→ **What you should do**:
Extract every entry word for word. Skip the pictures.

>> Begin Dataset

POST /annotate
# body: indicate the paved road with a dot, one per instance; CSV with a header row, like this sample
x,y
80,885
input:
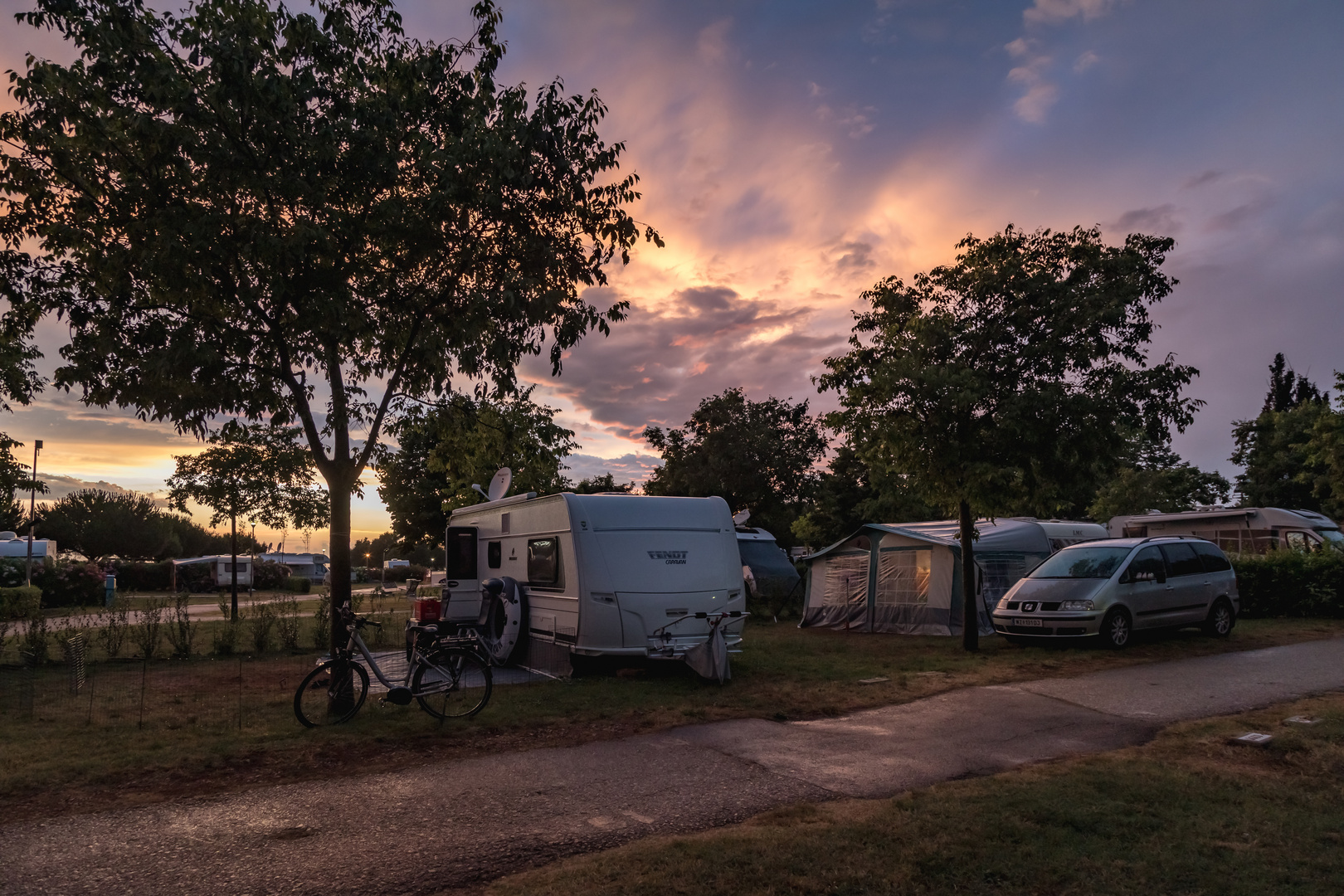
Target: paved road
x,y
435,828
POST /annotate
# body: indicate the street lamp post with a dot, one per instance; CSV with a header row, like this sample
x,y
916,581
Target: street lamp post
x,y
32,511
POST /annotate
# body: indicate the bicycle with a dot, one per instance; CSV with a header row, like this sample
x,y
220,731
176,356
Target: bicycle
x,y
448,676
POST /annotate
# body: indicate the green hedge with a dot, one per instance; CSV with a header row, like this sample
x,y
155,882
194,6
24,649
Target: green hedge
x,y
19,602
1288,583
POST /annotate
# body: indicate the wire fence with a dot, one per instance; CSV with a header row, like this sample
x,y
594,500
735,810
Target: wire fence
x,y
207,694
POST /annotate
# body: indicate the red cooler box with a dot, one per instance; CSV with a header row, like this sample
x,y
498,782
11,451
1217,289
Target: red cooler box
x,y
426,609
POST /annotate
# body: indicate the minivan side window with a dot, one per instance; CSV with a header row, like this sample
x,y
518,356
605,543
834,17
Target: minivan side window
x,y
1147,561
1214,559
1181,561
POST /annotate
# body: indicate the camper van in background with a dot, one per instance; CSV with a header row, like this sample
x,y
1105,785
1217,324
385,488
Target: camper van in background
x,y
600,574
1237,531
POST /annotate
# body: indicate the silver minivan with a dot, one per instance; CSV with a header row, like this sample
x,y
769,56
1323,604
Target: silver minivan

>> End Dataset

→ **The result**:
POST /annotate
# body: indicate the paved road with a dot, one per instance; CSV with a header row, like this sample
x,y
80,885
input:
Target: paved road
x,y
435,828
POST /annotate
# body: indicate the street lamp post with a dot, one per instance; CSV with a header row, like this sample
x,y
916,581
Target: street lamp post
x,y
32,511
POST /annotate
# body: indicate the bicycle with a dot, one per instance; CSV with a header row, like this sample
x,y
220,731
176,356
Target: bicycle
x,y
448,676
POST /annotate
# body: indicate the green hedge with a dot, one per instance; CSV with a header row, like this sample
x,y
155,882
194,6
24,649
Target: green hedge
x,y
19,602
1288,583
POST /annotate
# body: indicate the wire fence with a dot, one per instance; CSV with a header row, like this sample
x,y
594,500
735,810
Target: wire fence
x,y
207,694
POST /annotate
# body: indicate the red cooler box with a dot, one per instance; CSV with a header row, like this sample
x,y
498,782
11,451
1217,289
Target: red cooler box
x,y
426,609
POST /annotate
# body: indicate the minivan side window with a dot, one per instance; CSV with a header row, like this sample
x,y
518,356
605,543
834,17
Target: minivan side window
x,y
1147,561
1214,559
1181,561
POST /annotate
# body: indicate the camper van in background with a dot, one per instance; CSV with a header row, like this sample
x,y
1105,785
1217,324
385,488
Target: camper van in background
x,y
600,574
1237,531
POST /annotate
# body: indicate the silver minivan with a dot, one per instance; CSV with a header row, like this sample
x,y
769,56
1323,604
Target: silver minivan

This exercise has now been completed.